Material for the task:

____________

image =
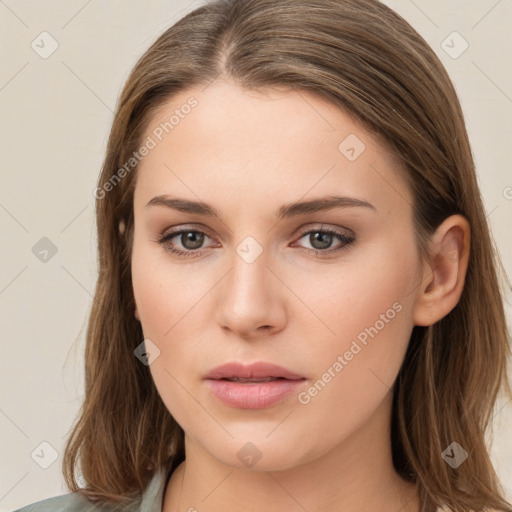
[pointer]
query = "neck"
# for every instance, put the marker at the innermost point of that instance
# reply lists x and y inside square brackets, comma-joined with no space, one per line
[356,475]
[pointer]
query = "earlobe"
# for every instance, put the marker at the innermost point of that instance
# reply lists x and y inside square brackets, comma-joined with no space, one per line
[443,280]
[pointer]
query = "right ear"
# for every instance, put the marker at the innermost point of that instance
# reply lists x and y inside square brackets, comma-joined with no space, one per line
[136,312]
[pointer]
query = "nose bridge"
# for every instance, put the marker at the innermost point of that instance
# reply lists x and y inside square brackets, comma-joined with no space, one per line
[249,299]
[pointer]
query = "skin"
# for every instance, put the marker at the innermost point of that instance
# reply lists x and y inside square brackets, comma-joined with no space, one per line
[246,154]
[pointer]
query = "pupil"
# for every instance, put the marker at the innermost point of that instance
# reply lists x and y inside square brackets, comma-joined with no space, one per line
[324,239]
[195,240]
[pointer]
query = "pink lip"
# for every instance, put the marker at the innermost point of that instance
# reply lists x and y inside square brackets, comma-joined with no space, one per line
[253,395]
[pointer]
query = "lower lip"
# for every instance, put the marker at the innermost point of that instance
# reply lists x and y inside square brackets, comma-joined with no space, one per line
[258,395]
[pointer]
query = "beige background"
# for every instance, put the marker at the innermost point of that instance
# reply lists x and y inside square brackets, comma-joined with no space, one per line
[55,115]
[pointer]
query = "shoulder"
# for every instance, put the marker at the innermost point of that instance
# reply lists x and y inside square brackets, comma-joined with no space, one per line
[73,502]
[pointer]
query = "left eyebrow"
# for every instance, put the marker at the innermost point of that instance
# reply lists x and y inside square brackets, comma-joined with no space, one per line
[285,211]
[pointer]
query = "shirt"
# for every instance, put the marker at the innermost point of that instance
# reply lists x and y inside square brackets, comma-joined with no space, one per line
[150,501]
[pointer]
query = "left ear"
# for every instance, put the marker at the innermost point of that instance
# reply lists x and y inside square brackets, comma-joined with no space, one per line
[443,280]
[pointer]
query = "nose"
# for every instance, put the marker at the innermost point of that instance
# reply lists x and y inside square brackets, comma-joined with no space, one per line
[250,301]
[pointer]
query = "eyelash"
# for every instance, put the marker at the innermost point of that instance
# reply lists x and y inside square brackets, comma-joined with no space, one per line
[347,241]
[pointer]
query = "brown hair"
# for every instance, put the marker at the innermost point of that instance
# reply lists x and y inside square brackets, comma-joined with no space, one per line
[366,60]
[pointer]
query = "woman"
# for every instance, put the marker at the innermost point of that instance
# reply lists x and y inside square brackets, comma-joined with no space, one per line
[298,304]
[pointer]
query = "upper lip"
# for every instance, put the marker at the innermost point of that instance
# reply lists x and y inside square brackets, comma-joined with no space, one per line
[259,370]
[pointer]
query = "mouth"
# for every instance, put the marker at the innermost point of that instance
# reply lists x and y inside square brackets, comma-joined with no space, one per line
[255,372]
[254,380]
[255,386]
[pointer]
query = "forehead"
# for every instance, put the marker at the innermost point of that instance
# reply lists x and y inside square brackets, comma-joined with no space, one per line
[272,143]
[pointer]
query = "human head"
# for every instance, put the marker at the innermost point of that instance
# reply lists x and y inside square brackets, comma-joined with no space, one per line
[363,58]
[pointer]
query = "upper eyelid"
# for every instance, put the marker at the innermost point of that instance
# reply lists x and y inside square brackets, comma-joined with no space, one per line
[300,232]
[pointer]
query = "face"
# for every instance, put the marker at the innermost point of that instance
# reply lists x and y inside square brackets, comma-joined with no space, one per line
[323,290]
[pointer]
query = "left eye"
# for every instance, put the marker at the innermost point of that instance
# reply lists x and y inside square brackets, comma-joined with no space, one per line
[192,240]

____________

Transcribe every entry word for word, but omit the pictures.

image =
[pointer]
query = "neck"
# for every instance, put the marker at the innermost point of that instance
# reply lists x and y inside square brackets, comma-joined with no space, one per line
[356,475]
[pointer]
query = "earlobe"
# for every instance, put the marker at the innermost point of that instance
# reply lists x and y inside square brackets, comma-joined with no space, one per line
[443,280]
[pointer]
query = "right ear"
# for every instance, put the marker at the innermost point of that instance
# reply lists x and y inside square brackets, comma-joined with no space, one per line
[136,312]
[pointer]
query = "nose bridge"
# for every instance, put the marker at the innermost point of that instance
# reply lists x and y inside square brackets, comma-joined with no space, one per line
[249,299]
[pointer]
query = "skin"
# for every instance, put the marker at the innermost point of that instance
# reply lists x and y inside square brackets, comma-joined with no space, one per line
[246,154]
[pointer]
query = "pupil"
# for every instance, put the marker at the innermost point of that instance
# reply lists x and y inside square brackets, comma-joined with no space, one per line
[324,239]
[195,240]
[pointer]
query = "pink lip"
# for every instance, put the marker at the innermost point of that instance
# reply lists x and y inside square brackets, comma-joined with no space, one per line
[253,395]
[pointer]
query = "lower lip"
# for every instance, put the marker at the innermost point of that instance
# reply lists x and y inside square brackets, comma-joined with no space, one per line
[258,395]
[pointer]
query = "beige background"
# for every instance, put the marker at the innermost point of that instance
# reply lists x and y inside square brackets, comma-joined with no space, one per line
[55,115]
[pointer]
query = "shoulder"
# for every instance, put the marker at the innermost point of that instance
# reply lists x and y inside square brackets, comma-joined with no space, one per line
[73,502]
[pointer]
query = "left eyebrow"
# for every instance, put the marker at the innermost point of that instance
# reply lists x and y inside square brackets, comma-joined with no space, one per line
[285,211]
[pointer]
query = "shirt"
# for every instance, put the marker at the innermost point of that instance
# reply lists x and y inside square brackets, comma-joined with no space, one per line
[150,501]
[pointer]
query = "left ear"
# for every instance, put the marker at the innermost point of that instance
# reply lists x and y inside square brackets, comma-joined with no space, one per line
[443,280]
[pointer]
query = "nose"
# for every instance, put the marker at the innermost point of that instance
# reply lists x and y inside square brackets, comma-joined with no space, one per line
[250,301]
[pointer]
query = "eyelash"
# for every instance, put the marker at the innermost point of that instance
# reply lists x and y inside square brackets, comma-joined with no space, one per line
[347,241]
[pointer]
query = "brown hair"
# for every instance, put the marker at the innermost point of that instance
# reply lists x and y inside square brackets, comma-joined with no space, one per line
[366,60]
[pointer]
query = "woman"
# for every instance, put the marker at the innermost point of that instance
# reply lists x and y inside square brackets, comma-joined with no space, one per line
[298,304]
[pointer]
query = "upper lip"
# for every instance, put the marker at the innermost point of that instance
# reply lists x and y inside square brackets, comma-joined with no space, one per line
[259,370]
[pointer]
query = "mouth"
# for every instance, put the marker at the innermost point of that instance
# reply lists x and y inside square brackets, comma-joined with no space, one per line
[255,372]
[254,380]
[255,386]
[pointer]
query = "forehead"
# for every instance, put the marker at the innermost point of that instance
# reply lists x and y inside square brackets, comma-joined with no space, one per line
[272,143]
[pointer]
query = "human head"
# for every instance, put the marker at the innermost point of that instance
# reply lists x and y inside square brackets, comma-joined with no space, one per line
[363,58]
[pointer]
query = "upper eyelid"
# for every instance, put the marker at the innermost point of that instance
# reply lists x and y inside square brackets, comma-joined with no space, one per line
[300,232]
[pointer]
query = "face"
# for every instance, put the marker at the innermost point of that instance
# reply lists x and y inside square brackets, comma-joined with no space, one per line
[323,290]
[pointer]
query = "left eye"
# for every instance, put the marker at the innermost point of that instance
# reply lists x and y inside square brackets, comma-joined with no space, one per line
[192,240]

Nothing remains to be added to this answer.